Thursday, April 15, 1993

RIP: Frankie Yankovic

Tampa, Florida - Frankie Yankovic, the accordian-playing Polka King from Cleveland who had folks rolling out the barrel and asking who stole the kishka for generations, died at his home yesterday. He was 83. Mr. Yankovic wowed dance hall crowds throughout the Midwest for more than 60 years with his rollicking, toe-tapping performances, won the first Grammy ever awarded for polka, in 1986, and more recently reached a whole new generation by teaming up with TV’s Drew Carey and “Weird Al” Yankovic, who was thought to be a distant relative. “His appeal, it was the same thing as Elvis Presley,” said Joe Miskulin, a Nashville recording artist who started playing with Mr. Yankovic at age 13. “You saw a guy who came from very poor beginnings achieve exactly what he wanted to do. He had charisma. He’d walk through the dance floor and you’d watch heads turn and everyone want to touch him.” Mr. Yankovic fell last week at his home in New Port Richey, near Tampa, and was briefly hospitalized. The cause of his death was not immediately known. Mr. Yankovic was the best-known practitioner of Slovenian-style polka, which is heavy on the accordian, clarinet and saxophone. Polish-style polka features accordians and trumpets and has a faster beat. “The beat that I gave it was different. It was acceptable to teenagers as well as the older folks,” Mr. Yankovic said. “I took the real old-time polkas and modernized them.” Mr. Yankovic had his two biggest hits in the late 1940s. His signature polka, “Just Because,” sold more than 1 million copies in 1948, as did “Blue Skirt Waltz” the following year. His other hits included “In Heaven There Is No Beer,” “Dizzy Day Polka,” “Accordian Man Waltz,” “Champagne Taste and a Beer Bankroll” and his version of “Beer Barrel Polka.” On his album “Songs of the Polka King, Volume 2,” which this year earned him his fourth Grammy nomination, Mr. Yankovic teamed up with the song parody King “Weird Al” Yankovic for a version of “Who Stole the Kishka.” The album also included a duet with Carey. The tubby fellow Clevelander joined Mr. Yankovic for the “Too Fat Polka,” which proclaims: “I don’t want her, you can have her! She’s too fat for me!” Mr. Yankovic was born in Davis, West Virginia, in 1915.

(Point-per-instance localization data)
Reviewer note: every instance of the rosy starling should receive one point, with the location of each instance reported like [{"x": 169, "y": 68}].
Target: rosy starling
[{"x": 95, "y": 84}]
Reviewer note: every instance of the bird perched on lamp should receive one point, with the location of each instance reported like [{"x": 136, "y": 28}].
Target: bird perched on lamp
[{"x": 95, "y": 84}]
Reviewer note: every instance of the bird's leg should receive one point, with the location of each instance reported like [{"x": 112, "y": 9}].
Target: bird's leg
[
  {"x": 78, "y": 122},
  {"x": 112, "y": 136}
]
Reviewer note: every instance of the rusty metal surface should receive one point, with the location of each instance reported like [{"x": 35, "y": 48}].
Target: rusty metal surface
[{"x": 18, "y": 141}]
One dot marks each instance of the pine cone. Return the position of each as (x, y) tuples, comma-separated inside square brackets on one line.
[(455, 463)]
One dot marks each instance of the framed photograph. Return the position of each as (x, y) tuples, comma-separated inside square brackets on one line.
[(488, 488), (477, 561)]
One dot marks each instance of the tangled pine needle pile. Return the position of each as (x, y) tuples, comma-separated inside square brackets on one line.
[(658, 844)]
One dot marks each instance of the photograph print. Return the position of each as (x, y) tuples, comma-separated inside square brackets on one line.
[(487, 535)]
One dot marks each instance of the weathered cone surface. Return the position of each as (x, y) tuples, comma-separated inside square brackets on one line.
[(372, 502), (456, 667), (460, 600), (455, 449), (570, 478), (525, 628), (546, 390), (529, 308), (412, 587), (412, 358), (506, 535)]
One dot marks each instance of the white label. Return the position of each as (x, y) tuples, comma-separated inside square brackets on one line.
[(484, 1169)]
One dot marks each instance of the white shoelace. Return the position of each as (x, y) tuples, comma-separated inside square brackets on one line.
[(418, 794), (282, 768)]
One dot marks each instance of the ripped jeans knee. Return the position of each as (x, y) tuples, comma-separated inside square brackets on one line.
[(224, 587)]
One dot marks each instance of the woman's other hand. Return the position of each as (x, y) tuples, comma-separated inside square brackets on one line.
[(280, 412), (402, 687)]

### Action item
Can you write out the entire Frankie Yankovic obituary word for word, from its date line to its final sentence?

### Response area
Thursday, April 15, 1993

RIP: Frankie Yankovic

Tampa, Florida - Frankie Yankovic, the accordian-playing Polka King from Cleveland who had folks rolling out the barrel and asking who stole the kishka for generations, died at his home yesterday. He was 83. Mr. Yankovic wowed dance hall crowds throughout the Midwest for more than 60 years with his rollicking, toe-tapping performances, won the first Grammy ever awarded for polka, in 1986, and more recently reached a whole new generation by teaming up with TV’s Drew Carey and “Weird Al” Yankovic, who was thought to be a distant relative. “His appeal, it was the same thing as Elvis Presley,” said Joe Miskulin, a Nashville recording artist who started playing with Mr. Yankovic at age 13. “You saw a guy who came from very poor beginnings achieve exactly what he wanted to do. He had charisma. He’d walk through the dance floor and you’d watch heads turn and everyone want to touch him.” Mr. Yankovic fell last week at his home in New Port Richey, near Tampa, and was briefly hospitalized. The cause of his death was not immediately known. Mr. Yankovic was the best-known practitioner of Slovenian-style polka, which is heavy on the accordian, clarinet and saxophone. Polish-style polka features accordians and trumpets and has a faster beat. “The beat that I gave it was different. It was acceptable to teenagers as well as the older folks,” Mr. Yankovic said. “I took the real old-time polkas and modernized them.” Mr. Yankovic had his two biggest hits in the late 1940s. His signature polka, “Just Because,” sold more than 1 million copies in 1948, as did “Blue Skirt Waltz” the following year. His other hits included “In Heaven There Is No Beer,” “Dizzy Day Polka,” “Accordian Man Waltz,” “Champagne Taste and a Beer Bankroll” and his version of “Beer Barrel Polka.” On his album “Songs of the Polka King, Volume 2,” which this year earned him his fourth Grammy nomination, Mr. Yankovic teamed up with the song parody King “Weird Al” Yankovic for a version of “Who Stole the Kishka.” The album also included a duet with Carey. The tubby fellow Clevelander joined Mr. Yankovic for the “Too Fat Polka,” which proclaims: “I don’t want her, you can have her! She’s too fat for me!” Mr. Yankovic was born in Davis, West Virginia, in 1915.